WRITTEN PROBLEM:
Put each line of the records below into a JSON list of strings, one string per line, and skip blank lines. Leave the pictures out.

★ ★ ★ ★ ★

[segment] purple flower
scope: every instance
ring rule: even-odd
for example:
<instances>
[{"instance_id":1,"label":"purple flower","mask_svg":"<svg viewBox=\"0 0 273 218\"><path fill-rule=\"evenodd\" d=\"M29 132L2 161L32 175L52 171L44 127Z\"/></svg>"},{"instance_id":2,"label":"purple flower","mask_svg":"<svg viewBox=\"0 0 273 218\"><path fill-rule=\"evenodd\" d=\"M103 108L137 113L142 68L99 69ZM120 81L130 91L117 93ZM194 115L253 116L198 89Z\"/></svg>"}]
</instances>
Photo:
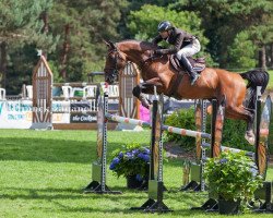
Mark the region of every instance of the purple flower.
<instances>
[{"instance_id":1,"label":"purple flower","mask_svg":"<svg viewBox=\"0 0 273 218\"><path fill-rule=\"evenodd\" d=\"M225 162L227 162L227 159L225 158L219 160L219 164L225 164Z\"/></svg>"},{"instance_id":2,"label":"purple flower","mask_svg":"<svg viewBox=\"0 0 273 218\"><path fill-rule=\"evenodd\" d=\"M123 153L120 152L119 155L118 155L118 157L121 159L123 157Z\"/></svg>"},{"instance_id":3,"label":"purple flower","mask_svg":"<svg viewBox=\"0 0 273 218\"><path fill-rule=\"evenodd\" d=\"M147 155L150 155L151 152L150 152L149 148L145 147L145 148L144 148L144 153L146 153Z\"/></svg>"},{"instance_id":4,"label":"purple flower","mask_svg":"<svg viewBox=\"0 0 273 218\"><path fill-rule=\"evenodd\" d=\"M143 180L142 177L141 177L141 174L136 174L135 179L136 179L138 181L142 181L142 180Z\"/></svg>"},{"instance_id":5,"label":"purple flower","mask_svg":"<svg viewBox=\"0 0 273 218\"><path fill-rule=\"evenodd\" d=\"M132 155L136 155L139 153L139 149L133 149Z\"/></svg>"},{"instance_id":6,"label":"purple flower","mask_svg":"<svg viewBox=\"0 0 273 218\"><path fill-rule=\"evenodd\" d=\"M115 170L115 168L116 168L116 164L115 164L115 162L111 162L109 169L110 169L110 170Z\"/></svg>"},{"instance_id":7,"label":"purple flower","mask_svg":"<svg viewBox=\"0 0 273 218\"><path fill-rule=\"evenodd\" d=\"M117 165L117 164L119 164L119 161L120 161L120 159L118 157L115 157L111 162Z\"/></svg>"},{"instance_id":8,"label":"purple flower","mask_svg":"<svg viewBox=\"0 0 273 218\"><path fill-rule=\"evenodd\" d=\"M133 159L133 155L131 153L127 153L126 155L127 155L127 157L128 157L129 160Z\"/></svg>"},{"instance_id":9,"label":"purple flower","mask_svg":"<svg viewBox=\"0 0 273 218\"><path fill-rule=\"evenodd\" d=\"M145 160L146 162L150 160L150 156L143 153L140 153L138 157Z\"/></svg>"}]
</instances>

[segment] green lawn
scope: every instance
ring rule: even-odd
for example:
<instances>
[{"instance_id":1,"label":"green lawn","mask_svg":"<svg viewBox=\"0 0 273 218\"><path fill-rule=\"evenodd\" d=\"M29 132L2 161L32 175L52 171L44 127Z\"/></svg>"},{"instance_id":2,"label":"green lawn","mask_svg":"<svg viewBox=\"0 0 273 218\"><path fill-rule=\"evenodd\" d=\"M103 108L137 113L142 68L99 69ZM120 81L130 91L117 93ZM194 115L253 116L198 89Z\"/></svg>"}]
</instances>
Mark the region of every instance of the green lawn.
<instances>
[{"instance_id":1,"label":"green lawn","mask_svg":"<svg viewBox=\"0 0 273 218\"><path fill-rule=\"evenodd\" d=\"M273 70L268 71L270 74L270 82L266 89L273 90Z\"/></svg>"},{"instance_id":2,"label":"green lawn","mask_svg":"<svg viewBox=\"0 0 273 218\"><path fill-rule=\"evenodd\" d=\"M149 144L150 133L115 132L108 135L109 153L124 143ZM82 194L91 182L91 162L96 154L95 131L0 130L0 217L156 217L129 210L141 206L145 192L129 191L124 179L108 170L107 184L122 195ZM109 162L109 159L108 159ZM164 181L169 190L181 185L181 161L164 165ZM269 170L273 180L273 169ZM223 217L191 211L206 193L165 193L164 202L174 213L161 217ZM246 214L239 217L272 217Z\"/></svg>"}]
</instances>

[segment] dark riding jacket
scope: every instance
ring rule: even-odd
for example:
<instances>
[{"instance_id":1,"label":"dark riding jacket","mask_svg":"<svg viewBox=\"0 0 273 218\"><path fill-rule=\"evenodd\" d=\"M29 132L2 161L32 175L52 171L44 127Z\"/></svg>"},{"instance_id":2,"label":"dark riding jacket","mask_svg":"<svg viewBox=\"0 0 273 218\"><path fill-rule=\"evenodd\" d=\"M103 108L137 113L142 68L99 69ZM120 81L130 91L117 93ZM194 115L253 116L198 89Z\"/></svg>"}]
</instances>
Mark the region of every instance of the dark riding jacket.
<instances>
[{"instance_id":1,"label":"dark riding jacket","mask_svg":"<svg viewBox=\"0 0 273 218\"><path fill-rule=\"evenodd\" d=\"M168 38L163 38L159 34L152 40L153 44L157 45L162 40L166 40L168 44L174 45L174 48L169 49L159 49L156 50L157 55L165 55L165 53L176 53L185 46L192 43L195 36L180 29L180 28L173 28Z\"/></svg>"}]
</instances>

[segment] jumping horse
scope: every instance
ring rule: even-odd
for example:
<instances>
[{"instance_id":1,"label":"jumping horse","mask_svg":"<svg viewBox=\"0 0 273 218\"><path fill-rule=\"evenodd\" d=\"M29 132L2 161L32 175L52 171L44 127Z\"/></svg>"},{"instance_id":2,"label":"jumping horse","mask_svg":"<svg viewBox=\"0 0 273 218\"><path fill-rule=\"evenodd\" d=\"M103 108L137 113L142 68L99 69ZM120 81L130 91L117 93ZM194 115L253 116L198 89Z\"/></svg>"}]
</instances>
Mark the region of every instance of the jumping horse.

★ ★ ★ ★ ★

FULL SOLUTION:
[
  "[segment] purple flower",
  "scope: every instance",
  "ring rule: even-odd",
  "for example:",
  "<instances>",
  "[{\"instance_id\":1,\"label\":\"purple flower\",\"mask_svg\":\"<svg viewBox=\\\"0 0 273 218\\\"><path fill-rule=\\\"evenodd\\\" d=\\\"M29 132L2 161L32 175L52 171L44 127Z\\\"/></svg>\"},{\"instance_id\":2,\"label\":\"purple flower\",\"mask_svg\":\"<svg viewBox=\\\"0 0 273 218\\\"><path fill-rule=\\\"evenodd\\\" d=\\\"M103 108L137 113L142 68L99 69ZM120 81L130 91L117 93ZM194 115L253 116L198 89Z\\\"/></svg>\"}]",
  "</instances>",
  "Photo:",
  "Mark the region of every instance of the purple flower.",
  "<instances>",
  "[{\"instance_id\":1,\"label\":\"purple flower\",\"mask_svg\":\"<svg viewBox=\\\"0 0 273 218\\\"><path fill-rule=\\\"evenodd\\\" d=\\\"M225 162L227 162L227 159L225 158L219 160L219 164L225 164Z\\\"/></svg>\"},{\"instance_id\":2,\"label\":\"purple flower\",\"mask_svg\":\"<svg viewBox=\\\"0 0 273 218\\\"><path fill-rule=\\\"evenodd\\\" d=\\\"M123 153L120 152L119 155L118 155L118 157L121 159L123 157Z\\\"/></svg>\"},{\"instance_id\":3,\"label\":\"purple flower\",\"mask_svg\":\"<svg viewBox=\\\"0 0 273 218\\\"><path fill-rule=\\\"evenodd\\\" d=\\\"M147 155L150 155L151 152L150 152L149 148L145 147L145 148L144 148L144 153L146 153Z\\\"/></svg>\"},{\"instance_id\":4,\"label\":\"purple flower\",\"mask_svg\":\"<svg viewBox=\\\"0 0 273 218\\\"><path fill-rule=\\\"evenodd\\\" d=\\\"M143 180L142 177L141 177L141 174L136 174L135 179L136 179L138 181L142 181L142 180Z\\\"/></svg>\"},{\"instance_id\":5,\"label\":\"purple flower\",\"mask_svg\":\"<svg viewBox=\\\"0 0 273 218\\\"><path fill-rule=\\\"evenodd\\\" d=\\\"M132 155L136 155L139 153L139 149L133 149Z\\\"/></svg>\"},{\"instance_id\":6,\"label\":\"purple flower\",\"mask_svg\":\"<svg viewBox=\\\"0 0 273 218\\\"><path fill-rule=\\\"evenodd\\\" d=\\\"M115 170L115 168L116 168L116 164L115 164L115 162L111 162L109 169L110 169L110 170Z\\\"/></svg>\"},{\"instance_id\":7,\"label\":\"purple flower\",\"mask_svg\":\"<svg viewBox=\\\"0 0 273 218\\\"><path fill-rule=\\\"evenodd\\\" d=\\\"M117 165L117 164L119 164L119 161L120 161L120 159L118 157L115 157L111 162Z\\\"/></svg>\"},{\"instance_id\":8,\"label\":\"purple flower\",\"mask_svg\":\"<svg viewBox=\\\"0 0 273 218\\\"><path fill-rule=\\\"evenodd\\\" d=\\\"M133 159L133 155L131 153L127 153L126 155L127 155L127 157L128 157L129 160Z\\\"/></svg>\"},{\"instance_id\":9,\"label\":\"purple flower\",\"mask_svg\":\"<svg viewBox=\\\"0 0 273 218\\\"><path fill-rule=\\\"evenodd\\\" d=\\\"M145 160L146 162L150 160L150 156L143 153L140 153L138 157Z\\\"/></svg>\"}]",
  "</instances>",
  "[segment] green lawn",
  "scope: every instance",
  "ring rule: even-odd",
  "for example:",
  "<instances>",
  "[{\"instance_id\":1,\"label\":\"green lawn\",\"mask_svg\":\"<svg viewBox=\\\"0 0 273 218\\\"><path fill-rule=\\\"evenodd\\\" d=\\\"M29 132L2 161L32 175L52 171L44 127Z\\\"/></svg>\"},{\"instance_id\":2,\"label\":\"green lawn\",\"mask_svg\":\"<svg viewBox=\\\"0 0 273 218\\\"><path fill-rule=\\\"evenodd\\\" d=\\\"M103 108L137 113L142 68L99 69ZM120 81L130 91L117 93ZM194 115L253 116L198 89Z\\\"/></svg>\"}]",
  "</instances>",
  "Mark the region of every instance of the green lawn.",
  "<instances>",
  "[{\"instance_id\":1,\"label\":\"green lawn\",\"mask_svg\":\"<svg viewBox=\\\"0 0 273 218\\\"><path fill-rule=\\\"evenodd\\\" d=\\\"M273 70L268 71L270 74L270 82L266 89L273 90Z\\\"/></svg>\"},{\"instance_id\":2,\"label\":\"green lawn\",\"mask_svg\":\"<svg viewBox=\\\"0 0 273 218\\\"><path fill-rule=\\\"evenodd\\\" d=\\\"M149 144L150 133L115 132L108 135L109 153L124 143ZM82 194L91 182L91 162L96 154L95 131L0 130L0 217L156 217L129 210L141 206L145 192L129 191L124 179L108 170L107 184L122 195ZM109 162L109 159L108 159ZM164 181L169 190L181 185L181 161L164 165ZM269 170L273 180L273 169ZM223 217L191 211L206 193L165 193L164 202L174 213L161 217ZM246 214L239 217L272 217Z\\\"/></svg>\"}]",
  "</instances>",
  "[segment] dark riding jacket",
  "scope: every instance",
  "ring rule: even-odd",
  "for example:",
  "<instances>",
  "[{\"instance_id\":1,\"label\":\"dark riding jacket\",\"mask_svg\":\"<svg viewBox=\\\"0 0 273 218\\\"><path fill-rule=\\\"evenodd\\\" d=\\\"M29 132L2 161L32 175L52 171L44 127Z\\\"/></svg>\"},{\"instance_id\":2,\"label\":\"dark riding jacket\",\"mask_svg\":\"<svg viewBox=\\\"0 0 273 218\\\"><path fill-rule=\\\"evenodd\\\" d=\\\"M103 108L137 113L142 68L99 69ZM120 81L130 91L117 93ZM194 115L253 116L198 89Z\\\"/></svg>\"}]",
  "</instances>",
  "Mark the region of every instance of the dark riding jacket.",
  "<instances>",
  "[{\"instance_id\":1,\"label\":\"dark riding jacket\",\"mask_svg\":\"<svg viewBox=\\\"0 0 273 218\\\"><path fill-rule=\\\"evenodd\\\" d=\\\"M168 38L163 38L159 34L152 40L153 44L157 45L162 40L166 40L168 44L174 45L174 48L169 49L159 49L156 50L157 55L165 55L165 53L176 53L185 46L192 43L195 36L180 29L180 28L173 28Z\\\"/></svg>\"}]",
  "</instances>",
  "[segment] jumping horse",
  "scope: every instance",
  "ring rule: even-odd",
  "for example:",
  "<instances>",
  "[{\"instance_id\":1,\"label\":\"jumping horse\",\"mask_svg\":\"<svg viewBox=\\\"0 0 273 218\\\"><path fill-rule=\\\"evenodd\\\" d=\\\"M29 132L2 161L32 175L52 171L44 127Z\\\"/></svg>\"},{\"instance_id\":2,\"label\":\"jumping horse\",\"mask_svg\":\"<svg viewBox=\\\"0 0 273 218\\\"><path fill-rule=\\\"evenodd\\\" d=\\\"M103 108L137 113L142 68L99 69ZM120 81L130 91L117 93ZM194 115L253 116L198 89Z\\\"/></svg>\"}]",
  "</instances>",
  "Mark the region of every instance of the jumping horse."
]